## What is needed
Leaving out the pictures, transcribe all of the records faithfully.
* * * * * * *
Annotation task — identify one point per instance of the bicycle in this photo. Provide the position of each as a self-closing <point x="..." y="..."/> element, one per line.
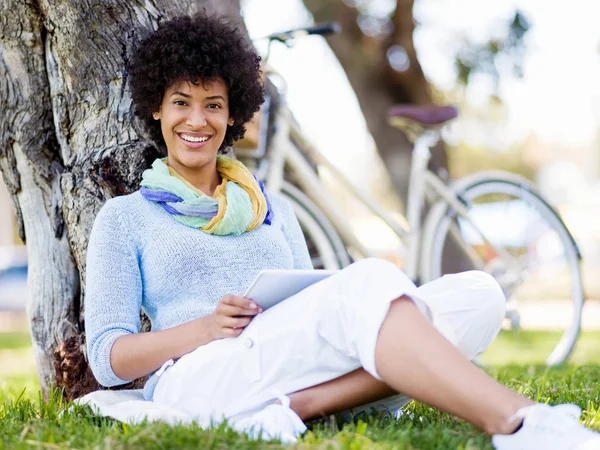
<point x="459" y="217"/>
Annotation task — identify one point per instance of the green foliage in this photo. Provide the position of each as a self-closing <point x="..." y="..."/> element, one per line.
<point x="464" y="160"/>
<point x="28" y="422"/>
<point x="496" y="54"/>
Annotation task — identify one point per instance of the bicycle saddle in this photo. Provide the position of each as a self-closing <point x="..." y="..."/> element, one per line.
<point x="423" y="114"/>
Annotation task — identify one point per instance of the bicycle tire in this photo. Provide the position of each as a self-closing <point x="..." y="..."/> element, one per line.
* * * * * * *
## Finished exercise
Annotation task — identify one point per instance of the bicycle in this photo. Provide the position of each as a self-closing <point x="..." y="..."/> element, one per line.
<point x="459" y="217"/>
Annotation task — identify one point per instance of the green foliage in this photo. Provide the position of each as a self-closing <point x="..." y="..."/> element, one per line.
<point x="464" y="160"/>
<point x="28" y="422"/>
<point x="496" y="54"/>
Annotation task — identify one point per instance of the bicycle saddle in this photo. Provide the position of each as a self-closing <point x="..." y="..."/> element, one per line.
<point x="423" y="114"/>
Annotation task — identify one point per instance of the bicycle tire in this photo. Provide the position of each as a self-closing <point x="..." y="..."/> element, one per line.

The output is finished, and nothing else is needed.